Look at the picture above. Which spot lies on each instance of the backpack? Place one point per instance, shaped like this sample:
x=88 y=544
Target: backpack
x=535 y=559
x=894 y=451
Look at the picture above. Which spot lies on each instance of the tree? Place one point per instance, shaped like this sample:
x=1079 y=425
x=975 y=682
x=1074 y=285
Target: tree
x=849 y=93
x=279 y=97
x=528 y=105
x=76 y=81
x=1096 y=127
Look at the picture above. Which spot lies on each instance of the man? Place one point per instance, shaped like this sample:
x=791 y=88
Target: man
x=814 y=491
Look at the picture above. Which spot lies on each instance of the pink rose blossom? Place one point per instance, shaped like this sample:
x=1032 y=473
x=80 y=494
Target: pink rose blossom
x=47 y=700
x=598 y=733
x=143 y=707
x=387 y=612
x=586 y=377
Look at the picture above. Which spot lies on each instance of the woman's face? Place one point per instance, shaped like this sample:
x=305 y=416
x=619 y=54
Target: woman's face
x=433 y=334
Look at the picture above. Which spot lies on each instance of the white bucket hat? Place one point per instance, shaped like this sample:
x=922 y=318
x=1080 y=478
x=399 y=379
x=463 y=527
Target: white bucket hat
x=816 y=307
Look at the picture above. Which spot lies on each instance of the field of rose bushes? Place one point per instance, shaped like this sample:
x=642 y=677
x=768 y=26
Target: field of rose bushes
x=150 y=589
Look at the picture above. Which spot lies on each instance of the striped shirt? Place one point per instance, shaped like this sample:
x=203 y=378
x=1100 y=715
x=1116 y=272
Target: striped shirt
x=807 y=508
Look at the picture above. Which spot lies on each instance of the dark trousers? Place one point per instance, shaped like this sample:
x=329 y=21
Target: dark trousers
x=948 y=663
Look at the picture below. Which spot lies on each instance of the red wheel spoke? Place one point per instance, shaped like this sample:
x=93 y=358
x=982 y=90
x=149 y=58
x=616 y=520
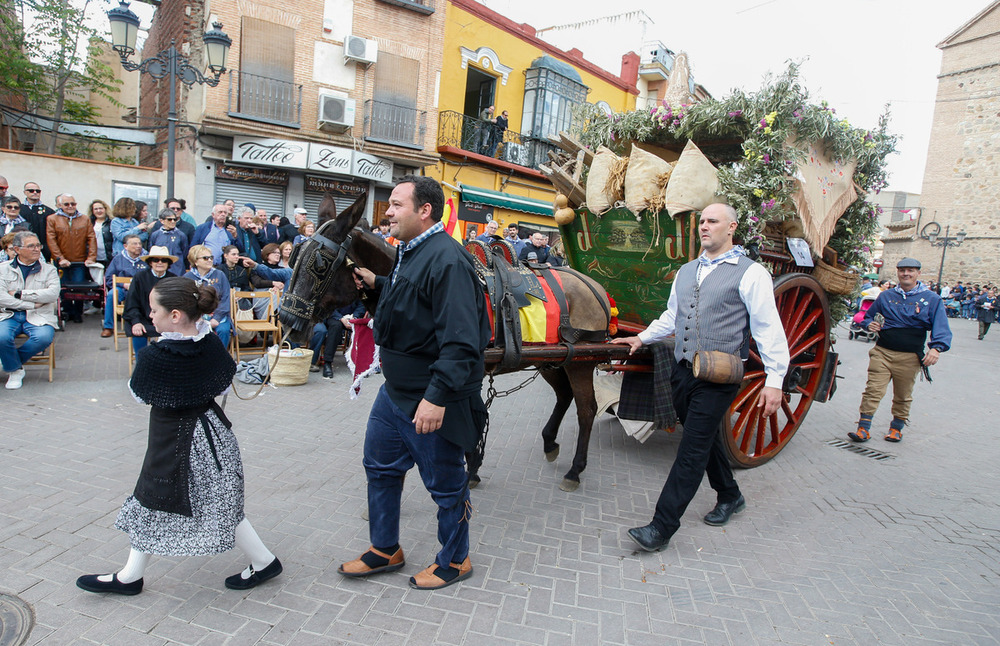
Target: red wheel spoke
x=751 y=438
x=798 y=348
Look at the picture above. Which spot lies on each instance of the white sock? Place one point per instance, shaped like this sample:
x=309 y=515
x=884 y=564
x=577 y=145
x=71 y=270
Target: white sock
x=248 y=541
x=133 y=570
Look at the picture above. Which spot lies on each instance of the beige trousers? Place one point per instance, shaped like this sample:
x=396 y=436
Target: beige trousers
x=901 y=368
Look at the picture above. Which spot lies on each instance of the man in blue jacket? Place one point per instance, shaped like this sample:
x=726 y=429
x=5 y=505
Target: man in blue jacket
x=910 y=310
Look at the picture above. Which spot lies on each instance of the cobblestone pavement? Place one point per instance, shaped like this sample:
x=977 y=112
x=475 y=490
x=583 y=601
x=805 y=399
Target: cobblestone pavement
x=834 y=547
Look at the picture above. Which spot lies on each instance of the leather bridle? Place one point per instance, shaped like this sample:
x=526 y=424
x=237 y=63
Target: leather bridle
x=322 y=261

---------------

** Problem to work on **
Exclude the pictures and transcribe all of the entries exactly.

** Task solution **
Look at the picture above. Which spot lies on each instance of the backpack? Place one point per instance, shaped like this sample:
x=88 y=544
Target: backpack
x=535 y=559
x=894 y=451
Look at the picture above. Which spot lies on each instance of the tree? Place one point per instance, shaped like this sample:
x=1079 y=425
x=975 y=682
x=1074 y=285
Target: tree
x=849 y=93
x=279 y=97
x=528 y=105
x=76 y=81
x=1096 y=127
Look at the picture above. Which spot lies on each instance of the man? Place one point per instance, shaped like this sample:
x=791 y=88
Target: man
x=814 y=491
Look at the picture above. Which spot lies on each instance of the pink rose blossom? Place one point per instance, shaped like this sample:
x=1032 y=473
x=80 y=494
Target: pink rose blossom
x=47 y=700
x=598 y=733
x=143 y=707
x=387 y=612
x=586 y=377
Look at the picture above. Which spot lies on each instance of the woman's face? Place one point per instance, shaped like this sample:
x=305 y=416
x=619 y=54
Target: woman's face
x=433 y=334
Look at the picture above. Which spot lies on each instance of the white bucket hat? Place one point per instance, shaped like this sample:
x=922 y=318
x=1080 y=478
x=399 y=379
x=463 y=527
Target: white bucket hat
x=816 y=307
Look at the picture above. Which spot lies on each instance of the field of rose bushes? Place one point per instance, shaped like this sample:
x=642 y=677
x=768 y=26
Target: field of rose bushes
x=150 y=589
Look at the picture above. Which spot lies on each instance of the striped shirt? Place one point per instance, shaped like this sample:
x=203 y=378
x=1100 y=715
x=1116 y=272
Target: striped shirt
x=807 y=508
Look at the picture above. Which spot lies on each instance of the dark trousers? Place one point per instance, shaped like this sample:
x=329 y=21
Target: dark trousers
x=948 y=663
Look at the picture below. Which spot lies on each instance of the red wheel spoke? Place one point per instance, shaped like this sample:
x=93 y=358
x=982 y=90
x=149 y=58
x=616 y=520
Target: red wheel spoke
x=751 y=438
x=798 y=348
Look at the picture above. Which spot lies on each instance of the white sock? Place one point per instance, shaped like this sample:
x=309 y=515
x=884 y=564
x=577 y=145
x=71 y=270
Target: white sock
x=248 y=541
x=133 y=570
Look at the picture above. Which spot lies on each instance of the beige trousers? Place one point per instance, shaped like this sample:
x=396 y=436
Target: beige trousers
x=901 y=368
Look at the picture above. Which spot lies on each instance of the man in blue jacket? Place one point per instance, shaped like this sample:
x=726 y=429
x=5 y=505
Target: man in blue jacket
x=910 y=310
Look at the picture above. Which spot lies on each instance of the cobblestone pavement? Place one point per instance, shaped like this sample:
x=977 y=112
x=475 y=490
x=583 y=601
x=805 y=399
Target: cobblestone pavement
x=834 y=547
Look at the picture above. Which spot lies on each instance of the leather bridle? Place one point per instance, shaped like this sample:
x=526 y=424
x=237 y=63
Target: leather bridle
x=322 y=261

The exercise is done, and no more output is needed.